**Apply what you read**
a) Shorten the paragraph beginning "I believe we need to have our mindset aligned" in the passage on stress and self-improvement below, turning it into a bulleted list that keeps its main facts.
b) In the passage on stress and self-improvement below, where did the writer go to gain the missing entrepreneurial education?
c) Write what comes next in the passage on stress and self-improvement below, picking up after its last sentence.

One of the first rules about managing stress is to remove the stress or remove yourself from the setting. We are the average of the five closest friends we hand out with all the time. There are times in our lives that we need to leave some baggage behind and seek new and better friendships.

As a baby boomer, I can’t speak for the feelings of millenials. Insecurity should be temporary. We are in control of our lives. Sometimes it might take you months or years to change your baseline and begin living a better life. It all begins with knowing what you want, developing a plan to get there, and executing that plan – making adjustments as you learn lessons from your mistakes and failures.

Fear of crowds is a rational fear. My wife doesn’t like crowds. It is relatively easy to avoid for most people. I can remember entering subways and trains around the world and people are literally packed in like sardines. It doesn’t bother me. But, my wife has a problem with it. I’m not sure I can offer specific advice. My go-to answer is to use Emotional Freedom Techniques (EFT) and begin building a new mindset on a daily basis.

  • What is important to starting out anything?

We are all individuals with strengths and weaknesses. My first response is to improve your strengths. They are easier to improve than our weaknesses. “If you don’t know where you are going, any road will get you there!” Alice in Wonderland was given that advice.

I believe we need to have our mindset aligned with our plans. If we are deficient in some skill required to get to the next level of our life, then we need more education. I realized late last year that I lack a lot of entrepreneurial education. I’ve owned a business for years, but I don’t know what I don’t know. I started going back to a local junior college learning what I should have learned years ago. It’s never too late to learn more. And, today, a lot of it is free on the Internet, and, especially on YouTube. I use YouTube a lot.

  • Any motivation for those people who consider themselves ugly?

**Information provided**
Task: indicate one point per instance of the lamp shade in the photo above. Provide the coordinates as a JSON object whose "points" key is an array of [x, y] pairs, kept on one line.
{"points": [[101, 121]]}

**Answers**
a)
- Our mindset should be aligned with our plans.
- If we lack a skill needed to reach the next level of life, we need more education.
- Late last year, the writer realized a lack of entrepreneurial education despite owning a business for years.
- The writer started going back to a local junior college.
- It's never too late to learn, and much of it is free on the Internet, especially on YouTube, which the writer uses a lot.

b) A local junior college.

c)
Dr. Maxwell Maltz wrote Psychocybernetics in 1960. As a cosmetic surgeon he witnessed many people seeing themselves before and after surgery and liking their improved faces. However, there was a small percentage of patients who did not see the beauty when it was obvious to everyone else. Their subconscious mind did not allow them to see the transition.
Self image and self-esteem are difficult things to break through. It is not something that you typically conquer yourself. As I mentioned already, we all have strengths and weaknesses. Improvement in our strengths should cancel out a lot of negative self-thoughts.

Motivation is intrinsic. We motivate ourselves. Someone cannot pay you’re a thousand dollars and tell you to get motivated and stay that way. Each of us has our own value system. We need to figure out what is important and begin doing those things.

Find a motivational speaker or writer and study his or her recommendations. TEDx talks are a great way to see world-class speakers talking on this and related topics.

  • I am inspired by your writing! Your thoughts are amazing? Any advice on that?

You are very kind. Thank you. I’m not sure what advice I can offer on such a broad topic. Psycho Cybernetics was the first self-improvement book I read. The more you know about controlling your subconscious mind, the better person you will become.

Most of us don’t know what we want to do in our lives. We don’t have a purpose. I would recommend finding why you are here on this earth? What purpose are you serving? When you know your purpose, you can plan and align yourself towards the things in that direction.

The biggest hindrance in your life will be your subconscious mind. You control your subconscious mind and you control your life.

You can visit his website here to learn more about him:

What Red O’Lauglin says about Shan Ali Naqvi:

Highly intelligent (I see that in the questions you choose to ask). Patient (I see that in your dealings with me to complete the questionnaire). Intrepid (You are venturing out to people you don’t know other than what they have written and ask them to help you in your project). Helpful (I see that in what you are trying to accomplish – others will be better off for what you are doing).